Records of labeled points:
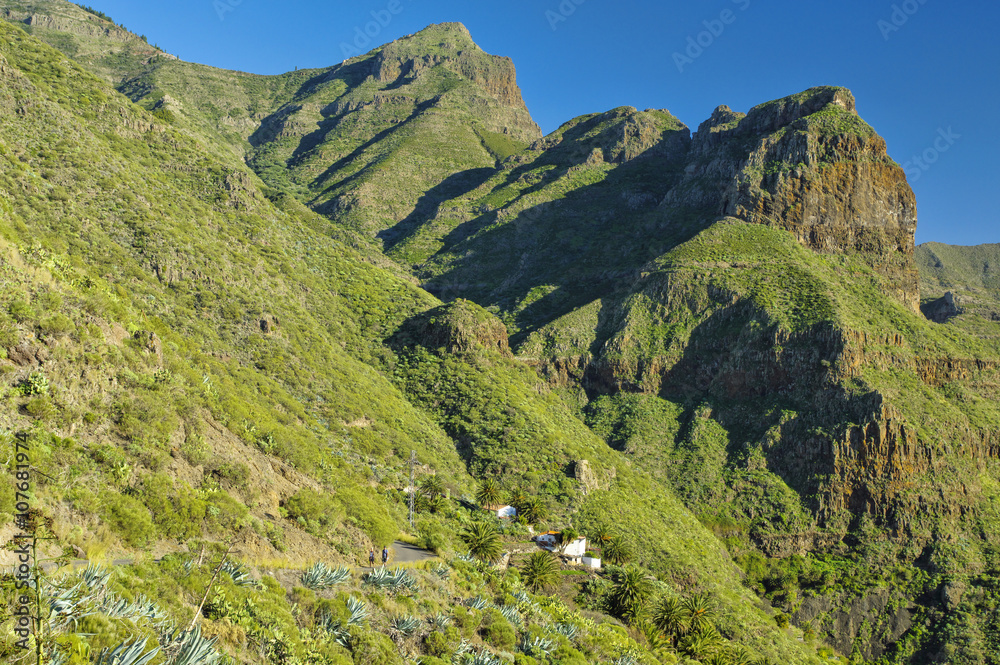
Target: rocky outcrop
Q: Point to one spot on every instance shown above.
(808, 164)
(460, 327)
(407, 60)
(943, 309)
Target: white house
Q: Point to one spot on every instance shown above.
(503, 512)
(576, 549)
(548, 540)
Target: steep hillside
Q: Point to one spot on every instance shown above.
(712, 354)
(197, 365)
(962, 282)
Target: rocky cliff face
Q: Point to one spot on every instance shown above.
(810, 165)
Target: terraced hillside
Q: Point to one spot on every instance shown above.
(232, 305)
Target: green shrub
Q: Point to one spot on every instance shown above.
(128, 517)
(316, 511)
(371, 648)
(497, 631)
(36, 384)
(41, 408)
(235, 473)
(195, 450)
(369, 514)
(21, 311)
(442, 644)
(9, 335)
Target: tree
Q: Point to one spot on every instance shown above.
(701, 644)
(432, 487)
(540, 571)
(533, 510)
(516, 497)
(699, 611)
(483, 541)
(489, 493)
(567, 536)
(629, 594)
(669, 617)
(602, 533)
(740, 656)
(616, 551)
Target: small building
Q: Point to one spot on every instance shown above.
(503, 512)
(576, 549)
(549, 540)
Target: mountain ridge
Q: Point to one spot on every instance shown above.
(723, 326)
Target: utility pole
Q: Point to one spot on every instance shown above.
(413, 488)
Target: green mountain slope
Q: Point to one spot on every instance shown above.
(717, 347)
(972, 277)
(194, 363)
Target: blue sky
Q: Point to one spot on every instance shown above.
(925, 72)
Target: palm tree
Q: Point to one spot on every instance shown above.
(629, 594)
(701, 644)
(670, 617)
(488, 493)
(567, 536)
(431, 487)
(533, 510)
(540, 571)
(616, 551)
(740, 656)
(483, 541)
(602, 533)
(516, 497)
(699, 611)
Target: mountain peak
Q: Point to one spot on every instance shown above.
(772, 116)
(450, 46)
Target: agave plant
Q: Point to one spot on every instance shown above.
(127, 654)
(358, 610)
(404, 625)
(240, 575)
(191, 648)
(510, 613)
(95, 577)
(536, 647)
(625, 659)
(464, 647)
(336, 629)
(140, 608)
(567, 630)
(394, 581)
(320, 576)
(440, 621)
(478, 603)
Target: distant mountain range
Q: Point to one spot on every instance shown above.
(233, 305)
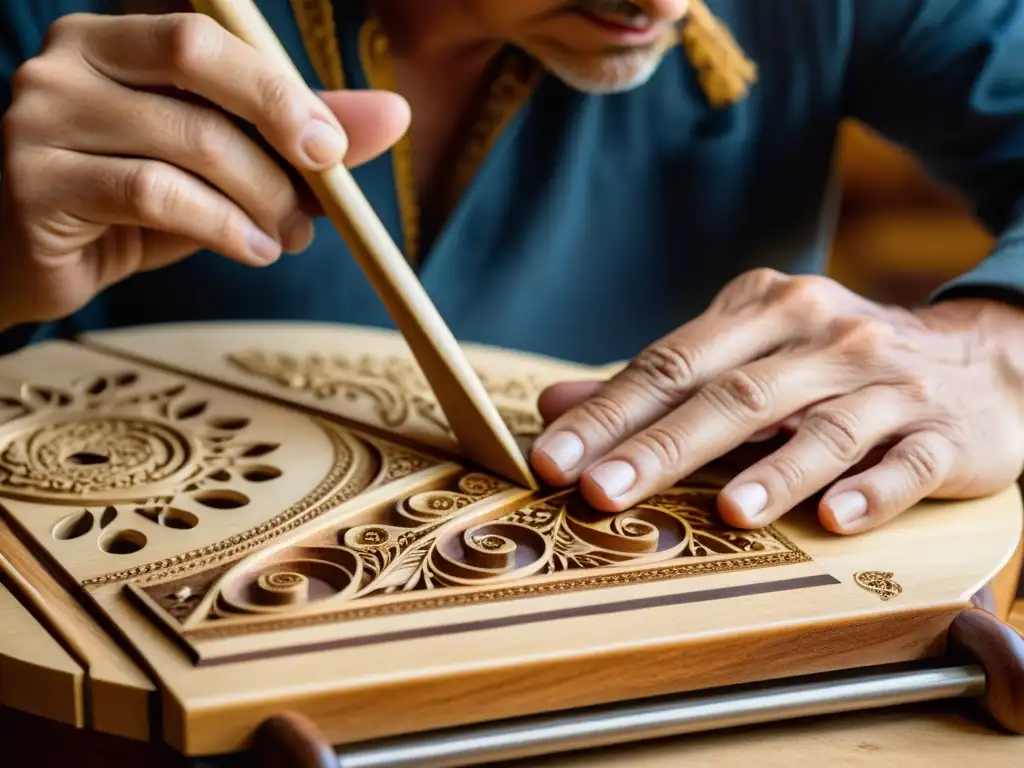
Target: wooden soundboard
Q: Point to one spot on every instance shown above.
(215, 536)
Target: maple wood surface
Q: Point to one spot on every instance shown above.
(245, 507)
(927, 735)
(930, 736)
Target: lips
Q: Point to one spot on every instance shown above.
(631, 31)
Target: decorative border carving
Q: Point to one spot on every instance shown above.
(327, 496)
(879, 582)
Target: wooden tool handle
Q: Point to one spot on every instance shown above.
(981, 637)
(474, 420)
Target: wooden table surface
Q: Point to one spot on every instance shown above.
(930, 736)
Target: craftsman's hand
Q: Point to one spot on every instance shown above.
(123, 153)
(886, 407)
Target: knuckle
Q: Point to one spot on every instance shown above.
(606, 414)
(665, 442)
(740, 394)
(809, 300)
(36, 74)
(836, 429)
(921, 460)
(672, 370)
(749, 288)
(193, 41)
(863, 338)
(922, 391)
(788, 472)
(762, 280)
(64, 28)
(205, 136)
(148, 190)
(278, 98)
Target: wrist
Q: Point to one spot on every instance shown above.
(987, 329)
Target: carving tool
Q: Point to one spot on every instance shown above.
(482, 435)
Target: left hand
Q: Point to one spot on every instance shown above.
(886, 406)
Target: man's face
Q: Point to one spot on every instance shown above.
(597, 46)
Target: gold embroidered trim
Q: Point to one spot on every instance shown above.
(315, 19)
(725, 73)
(374, 49)
(517, 77)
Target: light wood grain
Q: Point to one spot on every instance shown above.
(476, 423)
(397, 637)
(119, 691)
(37, 676)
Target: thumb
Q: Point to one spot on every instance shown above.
(375, 121)
(558, 398)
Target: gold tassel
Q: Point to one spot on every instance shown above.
(726, 74)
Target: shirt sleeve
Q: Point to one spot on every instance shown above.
(945, 80)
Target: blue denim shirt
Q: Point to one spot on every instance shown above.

Work to be completed: Copy the listing over exactly, skipping the pictures it holds.

Complete response:
Target: rocky outcrop
Q: Point to one spot on every instance shown above.
(808, 164)
(460, 327)
(407, 60)
(943, 309)
Target: white house
Q: Point to one spot on every instance shown above.
(503, 512)
(576, 549)
(548, 540)
Target: steep hillside
Q: Point to one spot on every instance shown above.
(712, 354)
(197, 365)
(962, 282)
Target: rocky cliff face
Q: Point to one spot on every instance shown above.
(810, 165)
Target: terraced hillside
Q: Point to one spot on every instance shown above.
(232, 305)
Target: green shrub
Q: Point to one spot on every instance shown above.
(128, 517)
(316, 511)
(371, 648)
(497, 631)
(36, 384)
(41, 408)
(235, 473)
(195, 450)
(369, 514)
(21, 311)
(442, 644)
(9, 335)
Target: tree
Q: Point to one spot on every instance shown above.
(701, 644)
(432, 487)
(540, 571)
(533, 510)
(516, 497)
(699, 611)
(483, 541)
(489, 493)
(567, 536)
(629, 594)
(669, 617)
(602, 533)
(740, 656)
(616, 551)
Target: small building
Q: Point to one spot on every instance shown above.
(503, 512)
(576, 549)
(549, 540)
Target: mountain ridge
Q: Point to one spot on every instance shown above.
(723, 326)
Target: utility pole
Q: Point to one spot on every instance shown above.
(413, 488)
Target: green mountain slope
Q: Point to one spot on every instance shown above.
(717, 347)
(972, 277)
(194, 363)
Target: blue sky
Q: Point to one spot on every instance shown above.
(925, 72)
Target: palm tree
Q: Point to one spot on every instance shown above.
(629, 594)
(701, 644)
(670, 617)
(488, 493)
(567, 536)
(431, 487)
(533, 510)
(540, 571)
(616, 551)
(740, 656)
(483, 541)
(602, 533)
(516, 497)
(699, 611)
Target: mountain peak
Q: Point to one spot on every instance shown above.
(772, 116)
(450, 46)
Target: agave plant
Q: Point to one spot on every instance shown above.
(127, 654)
(358, 610)
(404, 625)
(240, 575)
(191, 648)
(510, 613)
(95, 577)
(536, 647)
(625, 659)
(464, 647)
(336, 629)
(140, 608)
(567, 630)
(394, 581)
(320, 576)
(440, 621)
(478, 603)
Target: distant mountain range
Q: Point to one spot on every instance shown above.
(233, 305)
Target: wooden soundboard
Q: Point to one spot on every instance shown above.
(215, 536)
Target: maple wood surface
Q: Point to one spot on every instance shown above.
(245, 507)
(927, 735)
(930, 736)
Target: lips
Q: Point to one spot on every instance shown above.
(631, 31)
Target: decorative border carving
Q: Point to one spot on every instance shown above.
(327, 496)
(879, 582)
Target: wooden tool handle
Q: Point to one spot on every instance shown above.
(981, 637)
(474, 420)
Target: wooden table surface
Q: Point to one spot on every instance shown above.
(930, 736)
Target: craftsman's hand
Q: Point to one spot on every instance shown above.
(123, 153)
(886, 407)
Target: knuckle
Q: Point to one spot on every instance shown above.
(606, 414)
(665, 442)
(740, 394)
(809, 300)
(36, 74)
(836, 429)
(921, 460)
(672, 370)
(749, 288)
(193, 41)
(863, 338)
(922, 391)
(788, 472)
(762, 280)
(64, 28)
(205, 136)
(148, 190)
(278, 98)
Target: wrist
Q: Point to one spot on every instance shown above.
(987, 329)
Target: carving tool
Q: Point to one spot on every instance shown above.
(482, 435)
Target: left hand
Q: Point to one spot on every instance shown above.
(886, 406)
Target: man's face
Q: Point to one spot on every instance shown above.
(597, 46)
Target: gold embroidered trim
Q: Point to one spot on every instance shown above.
(315, 19)
(725, 73)
(374, 49)
(517, 77)
Target: light wood grain
Q: Point to one spot on every instance shown above.
(476, 423)
(397, 637)
(119, 691)
(37, 676)
Target: thumb
Q: Point to one spot on every instance shown above.
(375, 121)
(558, 398)
Target: gold tassel
Q: Point to one spot on every instance shown above.
(726, 74)
Target: shirt sleeve
Q: Point to one spot on every instance shown above.
(945, 80)
Target: blue denim shirt
Q: Point to one spot on every instance shown above.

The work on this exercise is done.